## AIM
Please copy the data below word for word, leaving the pictures out.

## SUPPLIED RECORDS
^^^^^^^^^^^^^^^^

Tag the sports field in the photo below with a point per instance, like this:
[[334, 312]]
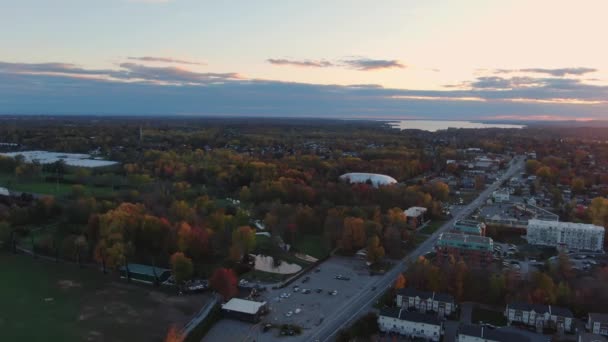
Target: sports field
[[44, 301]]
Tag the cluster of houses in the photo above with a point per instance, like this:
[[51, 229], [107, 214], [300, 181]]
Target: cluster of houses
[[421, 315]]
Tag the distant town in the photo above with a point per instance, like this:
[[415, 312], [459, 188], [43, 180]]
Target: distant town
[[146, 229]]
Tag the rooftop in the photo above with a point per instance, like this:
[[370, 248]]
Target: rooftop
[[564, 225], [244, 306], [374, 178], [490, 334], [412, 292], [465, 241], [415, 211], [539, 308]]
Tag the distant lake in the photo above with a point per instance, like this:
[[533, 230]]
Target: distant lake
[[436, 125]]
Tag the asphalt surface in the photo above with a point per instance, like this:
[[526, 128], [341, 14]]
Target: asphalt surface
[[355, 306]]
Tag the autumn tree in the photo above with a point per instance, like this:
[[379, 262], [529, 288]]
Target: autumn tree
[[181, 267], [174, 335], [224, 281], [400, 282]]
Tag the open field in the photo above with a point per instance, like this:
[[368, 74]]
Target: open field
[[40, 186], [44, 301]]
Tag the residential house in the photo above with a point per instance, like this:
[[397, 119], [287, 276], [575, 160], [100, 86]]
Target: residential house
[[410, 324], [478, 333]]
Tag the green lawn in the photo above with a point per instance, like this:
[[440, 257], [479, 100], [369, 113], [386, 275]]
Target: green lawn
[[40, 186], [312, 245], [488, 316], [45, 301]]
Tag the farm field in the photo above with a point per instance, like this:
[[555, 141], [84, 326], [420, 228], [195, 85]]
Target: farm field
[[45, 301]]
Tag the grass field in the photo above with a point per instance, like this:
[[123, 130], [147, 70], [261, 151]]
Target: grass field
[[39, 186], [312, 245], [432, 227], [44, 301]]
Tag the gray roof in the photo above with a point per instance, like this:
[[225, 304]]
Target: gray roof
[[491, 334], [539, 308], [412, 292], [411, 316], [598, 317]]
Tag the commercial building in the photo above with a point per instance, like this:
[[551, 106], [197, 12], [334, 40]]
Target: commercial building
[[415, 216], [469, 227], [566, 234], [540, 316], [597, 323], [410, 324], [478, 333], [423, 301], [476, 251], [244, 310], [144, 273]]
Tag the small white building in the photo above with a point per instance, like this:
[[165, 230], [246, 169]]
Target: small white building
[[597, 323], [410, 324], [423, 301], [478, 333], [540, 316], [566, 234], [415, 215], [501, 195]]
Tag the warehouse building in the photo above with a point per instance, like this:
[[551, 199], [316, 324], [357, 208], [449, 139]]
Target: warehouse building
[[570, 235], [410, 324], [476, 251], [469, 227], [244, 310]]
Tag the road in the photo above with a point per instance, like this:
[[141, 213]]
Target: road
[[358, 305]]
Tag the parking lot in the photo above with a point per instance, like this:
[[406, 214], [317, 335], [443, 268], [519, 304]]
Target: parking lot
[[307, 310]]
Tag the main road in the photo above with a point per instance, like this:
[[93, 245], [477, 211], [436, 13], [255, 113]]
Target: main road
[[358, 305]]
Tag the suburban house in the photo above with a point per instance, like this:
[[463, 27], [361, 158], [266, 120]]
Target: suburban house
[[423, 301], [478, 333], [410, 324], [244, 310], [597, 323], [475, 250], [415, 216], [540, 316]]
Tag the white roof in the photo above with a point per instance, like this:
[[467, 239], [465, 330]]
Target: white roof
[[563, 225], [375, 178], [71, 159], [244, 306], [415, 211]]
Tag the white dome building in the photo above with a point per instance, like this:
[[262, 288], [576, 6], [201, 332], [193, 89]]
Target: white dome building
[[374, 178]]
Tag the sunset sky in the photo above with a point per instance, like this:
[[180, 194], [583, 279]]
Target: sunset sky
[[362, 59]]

^^^^^^^^^^^^^^^^

## FINISHED ANSWER
Tag the sports field in the photo below with a point per instance, like this:
[[334, 312]]
Target: sports field
[[44, 301]]
Tag the cluster of houses in the photo above with a point per instance, like this:
[[51, 229], [107, 214], [300, 181]]
Target: cluster of houses
[[421, 315]]
Tag the distant town in the photo above with a point per instance, like this:
[[415, 312], [459, 188], [43, 180]]
Target: distant town
[[146, 229]]
Tag the rooftop in the photo above with a point per instance, like this:
[[370, 248]]
Target: rooftop
[[564, 225], [244, 306], [374, 178], [490, 334], [412, 292], [465, 241], [415, 211], [539, 308]]
Tag the distant lake in the photo above with a point per instance, like this:
[[533, 230]]
Target: distant lake
[[436, 125]]
Tag the asphalt surface in the photo above with a point per instance, like this:
[[526, 128], [341, 14]]
Target: asphalt surface
[[355, 306]]
Tag the autumn tree in the photo above with a point per instance, like this:
[[379, 262], [529, 288]]
Target: autumn tree
[[181, 267], [174, 335], [224, 281], [400, 282]]
Tag the open field in the photo above with a point per instance, like this:
[[368, 74]]
Target: open field
[[40, 186], [44, 301]]
Tag the residential house in the photo above with a point per instance, like this:
[[397, 119], [287, 276], [575, 160], [100, 86]]
Target: residential house
[[410, 324], [478, 333]]
Tag the green lawn in the photo above with a point per instance, like this:
[[440, 257], [479, 100], [369, 113], [386, 275]]
Target: green lawn
[[40, 186], [312, 245], [488, 316], [45, 301]]
Tag the farm field in the photo above with a point per instance, like this:
[[555, 141], [84, 326], [420, 228], [195, 85]]
Target: farm field
[[45, 301]]
Tag the grass field in the photo above with a point per instance, like this:
[[123, 130], [147, 70], [261, 151]]
Target: grass field
[[39, 186], [312, 245], [432, 227], [44, 301]]
Tag the gray roof in the photo above with a point per instance, like this:
[[225, 304]]
Target: gray roof
[[491, 334], [539, 308], [412, 292], [411, 316], [598, 317]]
Tag the commercial building in the photo above with a point per instance, like this:
[[551, 106], [197, 12], [334, 40]]
Target: commercial building
[[415, 216], [469, 227], [566, 234], [540, 316], [597, 323], [410, 324], [478, 333], [423, 301], [476, 251], [244, 310], [144, 273]]
Tag the small white building in the photo above with a point per instance, like this:
[[165, 230], [246, 169]]
Target: small white building
[[597, 323], [410, 324], [423, 301], [478, 333], [540, 316], [566, 234], [415, 215], [501, 195]]
Tag the warehouse building in the photo above with a point per instance, like this:
[[551, 199], [316, 324], [357, 208], [449, 139]]
Target: warehouse building
[[570, 235], [410, 324], [476, 251], [469, 227], [244, 310]]
Tag the road in the photo above with a point per instance, like this:
[[141, 213]]
Target: road
[[358, 305]]
Tag the parking lot in the photo above with a point per instance, like this:
[[406, 214], [317, 335], [443, 268], [519, 304]]
Target: parking lot
[[307, 310]]
Tag the main road in the photo above with a point per instance, like this:
[[93, 245], [477, 211], [436, 13], [255, 113]]
Target: main road
[[358, 305]]
Tag the suburban house in the photo above with a point per instance, like this:
[[463, 27], [361, 158], [266, 120]]
Target: suburban house
[[423, 301], [478, 333], [410, 324], [244, 310], [597, 323], [475, 250], [415, 216], [540, 316]]
Tag the white roof in the photo above with a point per instance, like this:
[[467, 239], [465, 330]]
Target: white roof
[[563, 225], [375, 178], [71, 159], [244, 306], [415, 211]]
Tag the white dome building in the photo above with a point per instance, like this:
[[262, 288], [576, 6], [201, 332], [193, 89]]
Target: white dome building
[[374, 178]]
Tag the sunset sky in the photo above with a point per instance, like this:
[[180, 194], [583, 279]]
Target: sunset sky
[[362, 59]]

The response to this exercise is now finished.